§ **INFORMATION SHOWN**
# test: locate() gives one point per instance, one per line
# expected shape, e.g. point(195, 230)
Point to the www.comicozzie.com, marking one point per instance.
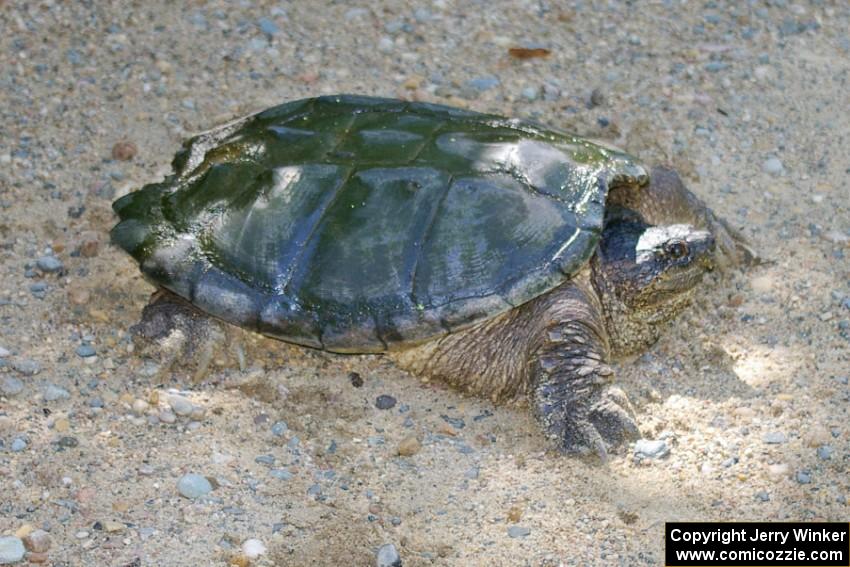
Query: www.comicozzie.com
point(820, 544)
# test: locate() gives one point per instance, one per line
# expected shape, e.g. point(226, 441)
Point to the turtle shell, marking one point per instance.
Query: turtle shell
point(359, 224)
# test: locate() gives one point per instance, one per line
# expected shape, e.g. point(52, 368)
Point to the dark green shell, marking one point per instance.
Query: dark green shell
point(359, 224)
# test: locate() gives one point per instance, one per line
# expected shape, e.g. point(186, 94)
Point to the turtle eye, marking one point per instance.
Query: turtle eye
point(676, 249)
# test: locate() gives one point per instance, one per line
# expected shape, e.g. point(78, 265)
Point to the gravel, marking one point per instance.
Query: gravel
point(53, 393)
point(193, 486)
point(773, 166)
point(11, 550)
point(725, 91)
point(49, 264)
point(387, 556)
point(774, 438)
point(518, 532)
point(385, 402)
point(11, 386)
point(651, 449)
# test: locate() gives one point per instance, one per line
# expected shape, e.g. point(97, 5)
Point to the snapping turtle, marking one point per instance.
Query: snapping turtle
point(495, 254)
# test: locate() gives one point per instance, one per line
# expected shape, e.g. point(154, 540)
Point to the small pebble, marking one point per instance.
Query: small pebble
point(37, 541)
point(167, 416)
point(409, 446)
point(387, 556)
point(180, 405)
point(774, 438)
point(49, 264)
point(140, 407)
point(651, 449)
point(268, 27)
point(281, 474)
point(483, 83)
point(68, 442)
point(85, 351)
point(253, 548)
point(10, 386)
point(773, 166)
point(53, 393)
point(518, 531)
point(264, 460)
point(530, 93)
point(385, 44)
point(825, 452)
point(124, 151)
point(597, 98)
point(355, 379)
point(193, 486)
point(385, 401)
point(11, 550)
point(279, 428)
point(27, 366)
point(804, 477)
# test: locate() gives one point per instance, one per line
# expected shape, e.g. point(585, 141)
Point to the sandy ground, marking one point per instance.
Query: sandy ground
point(749, 389)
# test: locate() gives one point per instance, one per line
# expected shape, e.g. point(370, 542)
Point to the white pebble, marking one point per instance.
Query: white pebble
point(773, 166)
point(253, 548)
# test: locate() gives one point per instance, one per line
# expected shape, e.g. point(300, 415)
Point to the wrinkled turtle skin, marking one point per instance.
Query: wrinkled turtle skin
point(360, 224)
point(505, 258)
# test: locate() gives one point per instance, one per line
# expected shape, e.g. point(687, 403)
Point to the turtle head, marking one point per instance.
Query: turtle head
point(646, 275)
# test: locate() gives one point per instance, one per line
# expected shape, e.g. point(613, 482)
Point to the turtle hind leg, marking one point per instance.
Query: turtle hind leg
point(181, 339)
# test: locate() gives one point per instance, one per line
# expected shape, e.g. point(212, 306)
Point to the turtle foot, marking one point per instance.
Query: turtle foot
point(178, 337)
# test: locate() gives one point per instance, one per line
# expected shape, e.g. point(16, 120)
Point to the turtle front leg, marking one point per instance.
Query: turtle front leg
point(570, 381)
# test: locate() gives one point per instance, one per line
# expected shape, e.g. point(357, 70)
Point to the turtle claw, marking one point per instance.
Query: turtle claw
point(613, 418)
point(608, 424)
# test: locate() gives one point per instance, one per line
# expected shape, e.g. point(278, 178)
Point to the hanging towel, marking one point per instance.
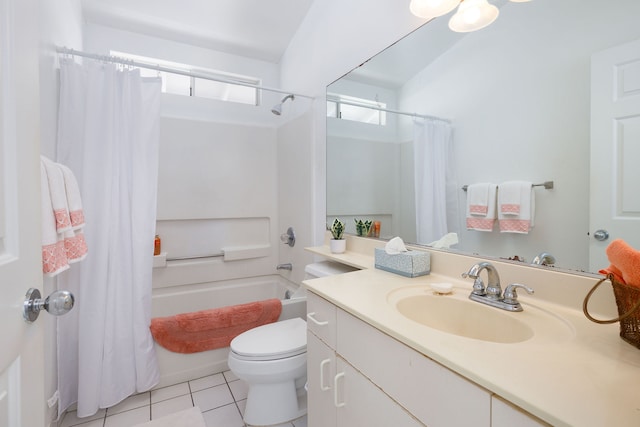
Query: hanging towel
point(481, 206)
point(54, 259)
point(211, 329)
point(74, 201)
point(74, 243)
point(58, 194)
point(516, 207)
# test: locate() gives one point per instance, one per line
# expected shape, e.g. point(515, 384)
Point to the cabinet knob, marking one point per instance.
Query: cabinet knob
point(335, 391)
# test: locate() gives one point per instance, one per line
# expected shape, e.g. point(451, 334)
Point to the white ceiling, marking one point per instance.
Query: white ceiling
point(257, 29)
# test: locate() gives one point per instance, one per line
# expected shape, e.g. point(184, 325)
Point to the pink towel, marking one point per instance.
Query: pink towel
point(54, 258)
point(211, 329)
point(481, 206)
point(61, 245)
point(516, 207)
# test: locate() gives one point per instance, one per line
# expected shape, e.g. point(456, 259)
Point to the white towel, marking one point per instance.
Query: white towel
point(54, 259)
point(516, 207)
point(481, 206)
point(74, 201)
point(58, 194)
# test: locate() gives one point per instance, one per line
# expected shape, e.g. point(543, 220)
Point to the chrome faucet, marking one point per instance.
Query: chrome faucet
point(287, 266)
point(544, 258)
point(493, 289)
point(492, 293)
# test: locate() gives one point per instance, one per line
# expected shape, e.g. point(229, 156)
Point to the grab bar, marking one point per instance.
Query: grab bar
point(186, 258)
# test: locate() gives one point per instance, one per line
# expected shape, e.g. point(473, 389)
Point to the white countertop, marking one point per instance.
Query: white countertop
point(591, 377)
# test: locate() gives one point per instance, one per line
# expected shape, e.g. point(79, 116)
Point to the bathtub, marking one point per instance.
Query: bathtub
point(177, 367)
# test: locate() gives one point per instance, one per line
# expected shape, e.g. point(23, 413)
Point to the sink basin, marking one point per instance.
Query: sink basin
point(456, 314)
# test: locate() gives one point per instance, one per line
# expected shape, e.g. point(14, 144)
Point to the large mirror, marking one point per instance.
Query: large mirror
point(518, 95)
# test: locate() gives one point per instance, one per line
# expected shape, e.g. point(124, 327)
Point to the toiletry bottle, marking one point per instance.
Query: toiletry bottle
point(157, 246)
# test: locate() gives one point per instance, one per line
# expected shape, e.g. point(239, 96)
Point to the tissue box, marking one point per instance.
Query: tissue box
point(408, 264)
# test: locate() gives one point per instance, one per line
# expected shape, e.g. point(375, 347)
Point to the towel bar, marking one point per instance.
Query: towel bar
point(548, 185)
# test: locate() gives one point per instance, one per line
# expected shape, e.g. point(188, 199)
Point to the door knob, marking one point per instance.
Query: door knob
point(601, 235)
point(58, 303)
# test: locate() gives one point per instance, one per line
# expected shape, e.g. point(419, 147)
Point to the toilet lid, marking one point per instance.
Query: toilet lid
point(275, 340)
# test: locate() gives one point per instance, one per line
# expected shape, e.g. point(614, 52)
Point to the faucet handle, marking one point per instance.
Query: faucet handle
point(511, 296)
point(478, 287)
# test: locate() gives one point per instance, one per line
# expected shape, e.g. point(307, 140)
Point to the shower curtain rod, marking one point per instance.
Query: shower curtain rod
point(386, 110)
point(157, 67)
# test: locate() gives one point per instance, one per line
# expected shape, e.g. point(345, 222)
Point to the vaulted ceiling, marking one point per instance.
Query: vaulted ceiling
point(257, 29)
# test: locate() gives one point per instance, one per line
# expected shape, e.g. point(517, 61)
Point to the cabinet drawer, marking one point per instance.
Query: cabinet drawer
point(505, 414)
point(321, 319)
point(431, 392)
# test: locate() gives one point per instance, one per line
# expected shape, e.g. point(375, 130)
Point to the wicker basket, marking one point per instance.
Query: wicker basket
point(628, 301)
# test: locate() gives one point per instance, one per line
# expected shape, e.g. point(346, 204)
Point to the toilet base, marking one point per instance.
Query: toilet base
point(274, 404)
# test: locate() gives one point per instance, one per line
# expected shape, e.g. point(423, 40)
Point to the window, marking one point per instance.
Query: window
point(356, 109)
point(221, 87)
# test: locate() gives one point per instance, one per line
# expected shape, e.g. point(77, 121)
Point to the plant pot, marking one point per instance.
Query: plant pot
point(337, 246)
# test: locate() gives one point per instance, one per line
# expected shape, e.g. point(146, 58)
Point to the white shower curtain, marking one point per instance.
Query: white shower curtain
point(108, 133)
point(435, 179)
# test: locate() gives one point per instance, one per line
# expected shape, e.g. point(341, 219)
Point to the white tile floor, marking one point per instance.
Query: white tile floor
point(221, 398)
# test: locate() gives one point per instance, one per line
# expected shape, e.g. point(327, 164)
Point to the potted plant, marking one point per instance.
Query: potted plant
point(363, 227)
point(337, 244)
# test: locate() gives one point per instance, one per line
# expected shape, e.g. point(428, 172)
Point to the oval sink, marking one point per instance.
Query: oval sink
point(457, 315)
point(467, 319)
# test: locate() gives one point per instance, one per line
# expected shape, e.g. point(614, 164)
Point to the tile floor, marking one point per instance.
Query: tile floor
point(221, 398)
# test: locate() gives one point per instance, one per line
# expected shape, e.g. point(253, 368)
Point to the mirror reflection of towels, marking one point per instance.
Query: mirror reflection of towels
point(516, 207)
point(481, 206)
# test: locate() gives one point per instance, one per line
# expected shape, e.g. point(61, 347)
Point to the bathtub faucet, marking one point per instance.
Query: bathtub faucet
point(287, 266)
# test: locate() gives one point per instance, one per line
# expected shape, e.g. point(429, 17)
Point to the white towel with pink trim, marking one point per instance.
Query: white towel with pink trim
point(74, 201)
point(516, 207)
point(54, 257)
point(481, 206)
point(58, 195)
point(63, 242)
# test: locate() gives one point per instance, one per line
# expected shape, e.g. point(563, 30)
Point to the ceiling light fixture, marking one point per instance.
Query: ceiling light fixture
point(429, 9)
point(471, 15)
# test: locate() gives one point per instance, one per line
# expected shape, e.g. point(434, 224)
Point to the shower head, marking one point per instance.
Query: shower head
point(277, 109)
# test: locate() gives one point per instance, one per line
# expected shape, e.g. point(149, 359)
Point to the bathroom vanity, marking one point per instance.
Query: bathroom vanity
point(372, 359)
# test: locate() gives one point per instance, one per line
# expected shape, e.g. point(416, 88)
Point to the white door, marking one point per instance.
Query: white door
point(22, 400)
point(615, 150)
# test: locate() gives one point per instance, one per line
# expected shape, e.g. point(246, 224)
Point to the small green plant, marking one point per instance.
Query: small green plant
point(337, 229)
point(363, 227)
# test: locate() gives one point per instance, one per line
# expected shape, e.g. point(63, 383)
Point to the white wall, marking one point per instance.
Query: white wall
point(296, 171)
point(520, 105)
point(60, 25)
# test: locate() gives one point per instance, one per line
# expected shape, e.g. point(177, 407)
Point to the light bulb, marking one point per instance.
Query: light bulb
point(473, 15)
point(432, 8)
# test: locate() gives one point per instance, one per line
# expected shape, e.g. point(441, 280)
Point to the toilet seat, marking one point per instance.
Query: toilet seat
point(274, 341)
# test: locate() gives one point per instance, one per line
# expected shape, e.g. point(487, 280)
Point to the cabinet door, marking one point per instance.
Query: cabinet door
point(437, 396)
point(362, 404)
point(505, 414)
point(321, 371)
point(321, 319)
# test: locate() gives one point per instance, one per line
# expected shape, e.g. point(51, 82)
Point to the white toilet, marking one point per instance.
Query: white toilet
point(272, 360)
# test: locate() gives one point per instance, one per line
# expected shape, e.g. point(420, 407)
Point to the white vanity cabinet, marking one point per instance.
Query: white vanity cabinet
point(339, 395)
point(360, 376)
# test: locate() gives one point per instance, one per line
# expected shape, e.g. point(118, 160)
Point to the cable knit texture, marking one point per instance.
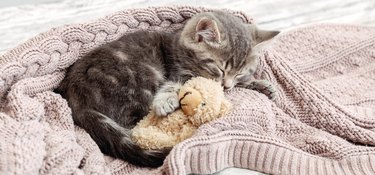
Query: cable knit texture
point(322, 121)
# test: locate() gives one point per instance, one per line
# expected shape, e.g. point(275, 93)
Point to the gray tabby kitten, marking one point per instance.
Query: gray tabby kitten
point(111, 88)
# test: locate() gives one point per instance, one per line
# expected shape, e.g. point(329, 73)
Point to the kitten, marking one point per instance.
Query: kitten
point(111, 88)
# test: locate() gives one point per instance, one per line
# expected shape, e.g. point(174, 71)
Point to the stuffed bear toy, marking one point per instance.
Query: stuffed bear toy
point(201, 100)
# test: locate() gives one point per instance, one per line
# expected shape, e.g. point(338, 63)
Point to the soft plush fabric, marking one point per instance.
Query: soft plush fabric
point(322, 121)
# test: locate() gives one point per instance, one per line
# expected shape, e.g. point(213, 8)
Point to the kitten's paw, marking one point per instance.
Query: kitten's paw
point(165, 103)
point(265, 87)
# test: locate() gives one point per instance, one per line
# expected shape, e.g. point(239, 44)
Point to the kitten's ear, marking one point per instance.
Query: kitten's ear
point(207, 30)
point(260, 35)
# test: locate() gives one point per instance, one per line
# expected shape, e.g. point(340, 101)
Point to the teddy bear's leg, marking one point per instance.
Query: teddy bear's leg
point(263, 86)
point(166, 99)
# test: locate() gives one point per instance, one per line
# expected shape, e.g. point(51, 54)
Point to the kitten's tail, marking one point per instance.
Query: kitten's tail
point(116, 141)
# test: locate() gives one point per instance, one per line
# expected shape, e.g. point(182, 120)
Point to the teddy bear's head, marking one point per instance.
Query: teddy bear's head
point(203, 100)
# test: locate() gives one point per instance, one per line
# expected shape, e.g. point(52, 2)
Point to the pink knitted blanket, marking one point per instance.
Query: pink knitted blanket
point(322, 122)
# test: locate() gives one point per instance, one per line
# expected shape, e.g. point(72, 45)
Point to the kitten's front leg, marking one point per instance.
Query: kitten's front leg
point(166, 99)
point(263, 86)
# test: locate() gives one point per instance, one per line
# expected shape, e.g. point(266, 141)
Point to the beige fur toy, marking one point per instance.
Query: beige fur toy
point(202, 100)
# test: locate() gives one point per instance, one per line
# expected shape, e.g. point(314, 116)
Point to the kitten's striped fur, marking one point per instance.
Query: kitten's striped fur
point(113, 87)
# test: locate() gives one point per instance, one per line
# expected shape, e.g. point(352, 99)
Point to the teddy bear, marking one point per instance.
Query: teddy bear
point(201, 100)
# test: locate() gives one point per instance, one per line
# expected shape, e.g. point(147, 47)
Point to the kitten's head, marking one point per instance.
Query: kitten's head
point(223, 46)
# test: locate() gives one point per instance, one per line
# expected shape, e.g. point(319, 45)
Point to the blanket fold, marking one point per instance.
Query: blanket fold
point(322, 121)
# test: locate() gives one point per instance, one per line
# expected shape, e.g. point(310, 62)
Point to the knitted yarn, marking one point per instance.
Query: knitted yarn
point(322, 121)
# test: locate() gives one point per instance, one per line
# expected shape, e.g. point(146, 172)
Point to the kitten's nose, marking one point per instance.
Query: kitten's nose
point(227, 84)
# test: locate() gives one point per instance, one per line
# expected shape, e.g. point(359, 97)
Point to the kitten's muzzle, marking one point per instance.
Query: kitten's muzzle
point(227, 84)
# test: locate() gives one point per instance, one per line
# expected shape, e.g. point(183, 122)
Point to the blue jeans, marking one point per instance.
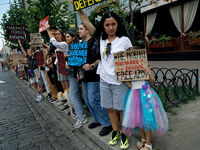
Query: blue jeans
point(91, 94)
point(74, 94)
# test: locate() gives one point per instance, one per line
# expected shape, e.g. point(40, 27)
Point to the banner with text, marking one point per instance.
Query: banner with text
point(43, 23)
point(131, 65)
point(78, 54)
point(81, 4)
point(15, 32)
point(35, 39)
point(61, 63)
point(40, 58)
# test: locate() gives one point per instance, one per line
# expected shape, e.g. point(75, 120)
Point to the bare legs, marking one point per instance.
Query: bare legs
point(146, 136)
point(113, 115)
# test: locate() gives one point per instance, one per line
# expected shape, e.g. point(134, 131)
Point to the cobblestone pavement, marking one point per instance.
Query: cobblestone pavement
point(28, 125)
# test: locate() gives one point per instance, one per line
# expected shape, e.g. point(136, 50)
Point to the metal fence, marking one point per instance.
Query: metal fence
point(175, 85)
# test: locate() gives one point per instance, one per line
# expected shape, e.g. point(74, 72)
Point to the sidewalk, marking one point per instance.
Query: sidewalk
point(183, 133)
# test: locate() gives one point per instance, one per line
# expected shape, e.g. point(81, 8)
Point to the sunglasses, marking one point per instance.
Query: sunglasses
point(107, 50)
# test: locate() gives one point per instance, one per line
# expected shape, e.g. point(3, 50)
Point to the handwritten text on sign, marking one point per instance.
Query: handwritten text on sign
point(78, 54)
point(80, 4)
point(61, 63)
point(15, 32)
point(40, 58)
point(131, 65)
point(36, 39)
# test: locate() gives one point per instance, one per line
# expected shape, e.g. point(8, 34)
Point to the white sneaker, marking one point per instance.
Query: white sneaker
point(80, 122)
point(76, 117)
point(39, 99)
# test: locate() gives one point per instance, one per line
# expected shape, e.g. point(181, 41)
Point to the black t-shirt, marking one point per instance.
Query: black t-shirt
point(91, 76)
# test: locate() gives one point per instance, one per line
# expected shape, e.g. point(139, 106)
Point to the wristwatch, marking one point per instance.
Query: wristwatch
point(92, 66)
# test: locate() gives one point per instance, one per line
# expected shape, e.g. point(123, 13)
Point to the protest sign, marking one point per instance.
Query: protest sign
point(43, 23)
point(40, 58)
point(61, 63)
point(15, 51)
point(81, 4)
point(15, 32)
point(78, 54)
point(131, 65)
point(35, 39)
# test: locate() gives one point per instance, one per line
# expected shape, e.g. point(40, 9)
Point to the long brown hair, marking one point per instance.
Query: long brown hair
point(62, 33)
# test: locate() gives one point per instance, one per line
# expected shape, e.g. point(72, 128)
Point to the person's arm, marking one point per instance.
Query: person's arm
point(86, 21)
point(22, 48)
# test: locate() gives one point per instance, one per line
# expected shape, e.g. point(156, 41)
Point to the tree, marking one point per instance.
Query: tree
point(58, 13)
point(14, 16)
point(121, 11)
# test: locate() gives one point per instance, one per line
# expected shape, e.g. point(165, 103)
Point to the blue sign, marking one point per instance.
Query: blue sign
point(78, 54)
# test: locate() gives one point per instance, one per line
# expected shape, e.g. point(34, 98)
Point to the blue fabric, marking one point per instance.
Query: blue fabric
point(91, 94)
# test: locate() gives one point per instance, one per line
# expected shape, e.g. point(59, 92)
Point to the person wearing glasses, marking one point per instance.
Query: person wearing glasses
point(112, 39)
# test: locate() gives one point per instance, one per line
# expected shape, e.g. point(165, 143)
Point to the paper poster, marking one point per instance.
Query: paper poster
point(78, 54)
point(40, 58)
point(81, 4)
point(35, 39)
point(43, 23)
point(15, 32)
point(61, 63)
point(131, 65)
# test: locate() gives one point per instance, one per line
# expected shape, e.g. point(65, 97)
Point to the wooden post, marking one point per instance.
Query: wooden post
point(182, 28)
point(145, 33)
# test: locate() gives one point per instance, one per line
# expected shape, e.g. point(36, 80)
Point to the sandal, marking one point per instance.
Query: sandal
point(141, 144)
point(149, 146)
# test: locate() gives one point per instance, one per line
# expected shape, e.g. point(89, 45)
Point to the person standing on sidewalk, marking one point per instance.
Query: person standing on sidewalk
point(90, 85)
point(74, 92)
point(112, 39)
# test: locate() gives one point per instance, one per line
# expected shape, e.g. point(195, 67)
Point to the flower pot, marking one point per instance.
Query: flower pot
point(170, 43)
point(194, 41)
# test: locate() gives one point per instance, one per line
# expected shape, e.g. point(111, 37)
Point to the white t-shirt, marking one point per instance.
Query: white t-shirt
point(60, 46)
point(106, 67)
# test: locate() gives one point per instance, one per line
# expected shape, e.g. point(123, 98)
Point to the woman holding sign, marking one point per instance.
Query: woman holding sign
point(59, 41)
point(112, 40)
point(144, 112)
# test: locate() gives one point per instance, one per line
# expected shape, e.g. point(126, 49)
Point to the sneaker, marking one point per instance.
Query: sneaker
point(80, 122)
point(114, 138)
point(76, 117)
point(94, 125)
point(61, 103)
point(105, 130)
point(39, 99)
point(124, 142)
point(52, 101)
point(49, 96)
point(65, 108)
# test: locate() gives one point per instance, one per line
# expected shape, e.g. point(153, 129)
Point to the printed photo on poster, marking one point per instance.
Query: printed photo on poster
point(35, 39)
point(130, 65)
point(43, 23)
point(40, 58)
point(78, 54)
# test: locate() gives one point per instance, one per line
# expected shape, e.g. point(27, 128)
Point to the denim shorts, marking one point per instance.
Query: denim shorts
point(112, 96)
point(35, 78)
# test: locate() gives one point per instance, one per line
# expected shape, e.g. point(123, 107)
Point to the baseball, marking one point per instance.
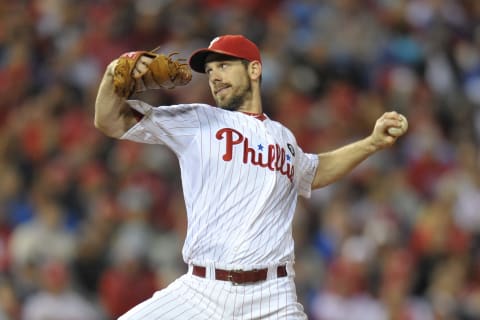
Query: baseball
point(396, 131)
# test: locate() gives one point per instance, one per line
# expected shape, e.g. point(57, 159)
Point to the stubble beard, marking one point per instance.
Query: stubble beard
point(235, 102)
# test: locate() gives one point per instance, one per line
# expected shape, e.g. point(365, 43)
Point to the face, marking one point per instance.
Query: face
point(229, 83)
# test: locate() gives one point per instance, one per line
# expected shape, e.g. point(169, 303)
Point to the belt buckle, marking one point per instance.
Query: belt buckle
point(230, 276)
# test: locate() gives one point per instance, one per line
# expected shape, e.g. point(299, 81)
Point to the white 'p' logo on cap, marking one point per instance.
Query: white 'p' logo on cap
point(213, 41)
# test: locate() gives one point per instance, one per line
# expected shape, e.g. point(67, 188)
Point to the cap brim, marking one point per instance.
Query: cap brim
point(198, 58)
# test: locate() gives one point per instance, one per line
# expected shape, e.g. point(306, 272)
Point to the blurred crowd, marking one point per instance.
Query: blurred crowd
point(90, 226)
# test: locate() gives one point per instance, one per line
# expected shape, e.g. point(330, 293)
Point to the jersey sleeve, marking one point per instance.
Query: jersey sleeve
point(305, 167)
point(174, 126)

§ **WHAT THE TASK ASKS**
Skip the pictures. Restate exactly the lines from the start of the entries through the line containing "# expected shape, e.g. point(370, 542)", both ends included.

§ **TASK ANSWER**
# test: locate() gives one point per instance, one per line
# expected shape, e.g. point(195, 230)
Point to the www.comicozzie.com, marking one point per instance.
Query: www.comicozzie.com
point(820, 544)
# test: locate() gives one point per instance, one per line
# expected shape, e.g. point(226, 441)
Point to the turtle shell, marking one point per instance.
Query: turtle shell
point(359, 224)
# test: locate() gives one point per instance, one per line
# expected shape, e.g. point(52, 368)
Point to the dark green shell, marking one point per instance.
Query: dark green shell
point(359, 224)
# test: locate() gives one point per instance, one per line
# expected shape, e.g. point(186, 94)
Point to the turtle eye, marking one point per instance.
Query: turtle eye
point(676, 249)
# test: locate() gives one point per instance, one per line
# expected shape, e.g. point(78, 265)
Point to the gravel, marking one point per instance.
Query: gravel
point(53, 393)
point(193, 486)
point(773, 166)
point(11, 550)
point(725, 91)
point(49, 264)
point(387, 556)
point(774, 438)
point(518, 532)
point(385, 402)
point(11, 386)
point(651, 449)
# test: locate() gives one point per instance, one per line
# expected shape, e.g. point(97, 5)
Point to the snapping turtle, marking one point per instance.
Query: snapping turtle
point(495, 254)
# test: locate() gives one point per instance, one per line
# expected shape, e.g. point(154, 540)
Point to the small pebble, marking one point per instance.
Query: small pebble
point(37, 541)
point(167, 416)
point(409, 446)
point(387, 556)
point(180, 405)
point(774, 438)
point(49, 264)
point(140, 407)
point(651, 449)
point(268, 27)
point(281, 474)
point(483, 83)
point(68, 442)
point(85, 351)
point(253, 548)
point(10, 386)
point(773, 166)
point(53, 393)
point(518, 531)
point(264, 460)
point(530, 93)
point(385, 44)
point(825, 452)
point(124, 151)
point(597, 98)
point(355, 379)
point(193, 486)
point(385, 401)
point(11, 550)
point(279, 428)
point(27, 366)
point(804, 477)
# test: locate() gives one point per instance, one per line
# expected shape, e.g. point(585, 141)
Point to the sandy ground, marking one point per instance.
Query: sandy ground
point(749, 389)
# test: locate() gives one point per instance, one per line
# expected shape, e.g. point(370, 542)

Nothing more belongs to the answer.